#### Excerpt
▽
The final definition differed from the Park Service’s proposed definition in that it applied to the Old Park only, while the earlier proposed definition would have applied to all Park Service units in Alaska. The definition also differed from the proposed definition in that it clearly set out activities that were traditional — such as hunting, trapping, fishing, and berry picking — rather than relying on the more general phrase “utilitarian Alaska lifestyle.” The Park Service tailored the definition to the Old Park in these ways to allow for the possibility of different historical uses in some areas, and to provide specific examples of traditional activities to facilitate public understanding.

In promulgating this definition, the Park Service undertook an extensive discussion of the administrative history of ANILCA Section 1110(a), noting that initial regulations to implement Section 1110(a) distinguished between recreational uses and traditional activities.
The Park Service also undertook a careful review of the legislative history of ANILCA, which supported a definition of “traditional activities” that revolved around “consumptive use.”
The Park Service found four specific examples of “traditional activities” discussed in the legislative history: sport hunting, fishing, trapping, and berry picking.

The Park Service responded to comments on the proposed definition.
The Park Service found that commenters did not identify any other consumptive activities in the Old Park which were “traditional activities” under the adopted definition.
Further, in a response to comments, the Park Service explicitly rejected including recreation as a traditional use:

Comment: Many of the same commentors felt that the definition of traditional activities should have been written more broadly to include activities that these commentors generally concede are recreational in nature, such as sightseeing, picnicking, wildlife viewing, camping and photography. These commentors insist that if these activities generally occurred in the Old Park prior to ANILCA, they are “traditional activities.” Most commentors, however, strongly
disagreed with this approach; they felt that [the Park Service] had correctly identified “traditional activities” as activities that are necessarily connected with a generally rural—and from the Alaska perspective, generally unique — Alaska lifestyle or Alaska culture.

Park Service response: . . . . [the Park Service] finds no specific reference in ANILCA or its legislative history that indicates that Congress intended to include any recreational activities under section 1110(a). With respect to the Old Park, NPS is certain that Congress did not expressly intend and did not create, an exception to the Wilderness Act that would allow snowmachines in wilderness areas—because someone on the snowmachine intended to look around, or happened to be carrying a sandwich or disposable camera — or because non-motorized sightseeing, picnicking and photography were permissible in the Old Park prior to ANILCA. If a contrary interpretation were correct, Congress need not have linked snowmobile access to traditional activities, but would have allowed it for any purpose since virtually any use of the Park entails an element of sightseeing. Such an interpretation would render the term “traditional activities” as the equivalent of “for any purpose.” NPS has found no evidence of such intent in the legislative history.
△
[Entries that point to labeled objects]
▽
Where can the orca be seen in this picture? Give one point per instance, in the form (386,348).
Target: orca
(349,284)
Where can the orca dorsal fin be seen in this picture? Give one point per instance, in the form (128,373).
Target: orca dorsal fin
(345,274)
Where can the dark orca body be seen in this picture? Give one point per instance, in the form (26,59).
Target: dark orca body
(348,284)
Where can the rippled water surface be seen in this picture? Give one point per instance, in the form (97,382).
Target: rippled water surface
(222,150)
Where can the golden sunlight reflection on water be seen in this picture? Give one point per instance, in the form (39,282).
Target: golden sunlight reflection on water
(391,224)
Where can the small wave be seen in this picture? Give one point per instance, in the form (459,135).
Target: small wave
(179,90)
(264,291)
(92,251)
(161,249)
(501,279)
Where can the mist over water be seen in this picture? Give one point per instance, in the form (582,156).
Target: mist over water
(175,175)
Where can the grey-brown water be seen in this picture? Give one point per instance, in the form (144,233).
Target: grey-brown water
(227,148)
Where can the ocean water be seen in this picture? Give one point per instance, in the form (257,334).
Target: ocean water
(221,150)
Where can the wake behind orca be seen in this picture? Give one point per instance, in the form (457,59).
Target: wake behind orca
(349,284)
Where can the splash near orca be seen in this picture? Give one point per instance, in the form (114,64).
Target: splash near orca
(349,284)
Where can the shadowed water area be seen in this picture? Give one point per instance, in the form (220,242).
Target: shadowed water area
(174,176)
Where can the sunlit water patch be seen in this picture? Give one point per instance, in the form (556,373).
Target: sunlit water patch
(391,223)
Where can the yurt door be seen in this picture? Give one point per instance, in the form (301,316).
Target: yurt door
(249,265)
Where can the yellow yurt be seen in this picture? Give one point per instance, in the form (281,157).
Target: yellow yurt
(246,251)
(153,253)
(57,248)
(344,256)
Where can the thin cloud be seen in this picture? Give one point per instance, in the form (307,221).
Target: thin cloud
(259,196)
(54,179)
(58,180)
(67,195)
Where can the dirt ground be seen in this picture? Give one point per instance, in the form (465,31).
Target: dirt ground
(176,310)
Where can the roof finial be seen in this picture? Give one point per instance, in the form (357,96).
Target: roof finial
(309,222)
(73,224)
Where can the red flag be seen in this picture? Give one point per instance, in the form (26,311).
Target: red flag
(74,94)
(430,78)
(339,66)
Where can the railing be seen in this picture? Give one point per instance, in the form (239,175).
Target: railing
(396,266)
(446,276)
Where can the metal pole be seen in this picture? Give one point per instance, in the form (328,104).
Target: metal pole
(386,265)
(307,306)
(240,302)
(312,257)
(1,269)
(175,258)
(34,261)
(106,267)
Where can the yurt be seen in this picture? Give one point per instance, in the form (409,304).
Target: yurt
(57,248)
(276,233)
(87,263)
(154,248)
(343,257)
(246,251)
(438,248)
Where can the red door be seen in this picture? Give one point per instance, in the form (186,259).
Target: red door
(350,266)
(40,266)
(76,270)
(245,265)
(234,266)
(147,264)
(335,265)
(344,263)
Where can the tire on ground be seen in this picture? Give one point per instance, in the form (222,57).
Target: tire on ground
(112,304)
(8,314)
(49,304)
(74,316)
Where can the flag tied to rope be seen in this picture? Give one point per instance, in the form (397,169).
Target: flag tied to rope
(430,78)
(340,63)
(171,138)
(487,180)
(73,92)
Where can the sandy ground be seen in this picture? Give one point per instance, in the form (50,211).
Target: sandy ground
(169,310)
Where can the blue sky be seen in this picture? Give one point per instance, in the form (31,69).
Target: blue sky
△
#### Set problem A
Translate this sentence from the excerpt on the Park Service definition of traditional activities into Spanish: "The Park Service found that commenters did not identify any other consumptive activities in the Old Park which were “traditional activities” under the adopted definition."
#### Set problem B
Select every line of the entries that contains the word "rippled", treating uppercase and lowercase as different.

#### Written response A
El Servicio de Parques determinó que los comentaristas no identificaron ninguna otra actividad de consumo en el Old Park que constituyera una de las “actividades tradicionales” según la definición adoptada.

#### Written response B
Where can the rippled water surface be seen in this picture? Give one point per instance, in the form (97,382).
Target: rippled water surface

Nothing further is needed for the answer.